▶ [Selection]
Human Trafficking is among the largest and fastest growing criminal businesses. The United Nations estimates it is a $32 billion industry that encompasses sex and labor slavery across the globe. The average age of entry into the commercial sex trade is 13 years old. Of the 459 investigated and confirmed U.S. sex trafficking survivors from 2008 to 2012, more than half were 17 or younger, according to the U.S. Department of Justice.

Many children who end up being sexually trafficked often have predictive factors in their past. The two most common are runaways and survivors of childhood sexual abuse. Childhood sexual abuse many times causes “early sexual debut” and traffickers pick up on this easily. But, experts warn, its not only troubled kids who become victims.

Victims can come from two loving parents. They may have good grades in school. A well-formed and carefully-placed compliment given by a trafficker and BOOM! A young girl is drawn into a life of horrors. It is common understanding among pimps, if the girl blushes, looks down, doesn’t respond in a powerful voice – psychologically, she’s an ideal victim.

Where does this happen? At gas stations, malls, schools, public bus systems, ball games, community parks, at a friend’s house, movie theaters, or just bumping into someone on the street.

So, how does this evil thrive? Simply stated… supply and demand!

When demand diminishes for a commodity, the supply will also diminish. The demand for self gratification drives the sex industry. Labor trafficking is driven due to the willingness of some to maximize profits by minimizing the cost of labor, in order to meet the inexhaustible demand for cheap goods and services.


The Micah Movement recognizes our biblical responsibility to advocate for those held in chains of trafficking. We agree with the position of The Wesleyan Church (Church and Culture, Wesleyan Publishing House, p.15) by :

Praying earnestly for the end of human trafficking.

Becoming aware of what is happening within our own countries.

Raising awareness about human trafficking and potential Christian responses, availing ourselves of training materials such as the “Hands that Heal” resources available through World Hope International and providing leadership in the capacity.

Providing avenues of healing to trafficked survivors.

Advocating on the part of the victims of human trafficking, as well as for laws that need to be enacted to end human trafficking.

Preaching on the issues related to human trafficking, particularly as it relates to the demand in sex trafficking for pornography, Internet porn, entitlements to abuse those of lesser status, etc.

Supporting the prosecution of buyers and consumers of trafficked persons.


The numbers bear out how big a problem human trafficking is worldwide. Polaris compiled these statistics from 2007 government data and nonprofit research. Experts say the situation is likely worse today.

  • 20.9 million – People in modern day slavery across the world.
  • 2 million – Children exploited by the global commercial sex trade, every year.
  • 800,000 – People trafficked across international borders every year.
  • $32 billion – Total yearly profits generated by the human trafficking industry

Sources: Polaris Project, U.S. State Department, International Labor Organization


God Is A God of Justice Who Hates Injustice.

  • The Lord is righteous and loves justice (Psalm 11:7, Isaiah 61:8).
  • All God’s ways are just (Deuteronomy 32: 4, II Chronicles 19:7).

▶ [Material]

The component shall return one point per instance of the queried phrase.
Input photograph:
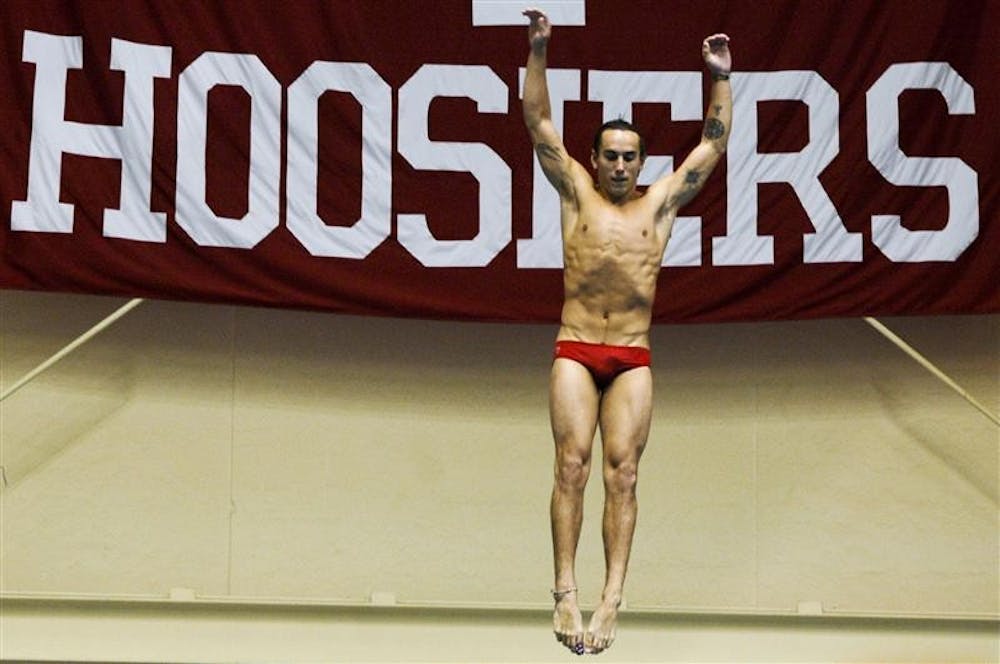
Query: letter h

▶ [Set problem 1] Decide whether each statement agrees with the human trafficking text, answering yes or no and quoting the words of the text that settle it: (a) the average age of entry into the commercial sex trade is 13; (b) Polaris drew its statistics from 2012 government data; (c) the two most common predictive factors are running away and childhood sexual abuse.
▶ [Set problem 2] Write the next part of the human trafficking text, picking up after its final sentence.
The lines have nothing to do with the human trafficking text.

▶ [Exercise output 1]
(a) Yes: "The average age of entry into the commercial sex trade is 13 years old."
(b) No: "Polaris compiled these statistics from 2007 government data and nonprofit research."
(c) Yes: "The two most common are runaways and survivors of childhood sexual abuse."

▶ [Exercise output 2]
  • He blesses those who maintain justice (Psalm 106:3).

God Gives Dignity to ALL Human Life.

  • All life is created by God and stamped with His image ( Gen. 1:27).
  • Each man, woman, boy and girl is equally deserving of God’s love and favor through Christ Jesus ( Galatians 3:26-29).

Jesus Christ Came to Redeem and Restore the WHOLE Person: Body, Mind and Spirit.

  • God’s image has ben marred by sin but can be restored by the redeeming work of Jesus Christ ( Galatians 3:26).
  • Christ’s redemptive work in people’s lives include:
  • Physical healing (Read Matthew 20:29-34)
  • Spiritual healing (John 8:1-11)
  • Relational healing (Luke 15)

Hands That Heal Curriculum, from Project Rescue International on behalf of FAAST, Part I, page 57. Scripture from New International Version.


  1. Learn about human trafficking: Internet, documentaries, film, video, books.
  2. Start a conversation: Discuss in person by phone, or online.
  3. Volunteer time: Contact a prevention or caregiver organization
  4. Give funds: Donate to recognized faith-based or civic prevention or caregiver organizations.
  5. Create public awareness: Engage community leaders in conversation, write letters or articles on the subject.
  6. Research businesses you frequent: is their inventory acquired through Fair Trade suppliers.
  7. Report suspicious activity: Call a civic or law enforcement hotline ( visit Polaris Project to learn more)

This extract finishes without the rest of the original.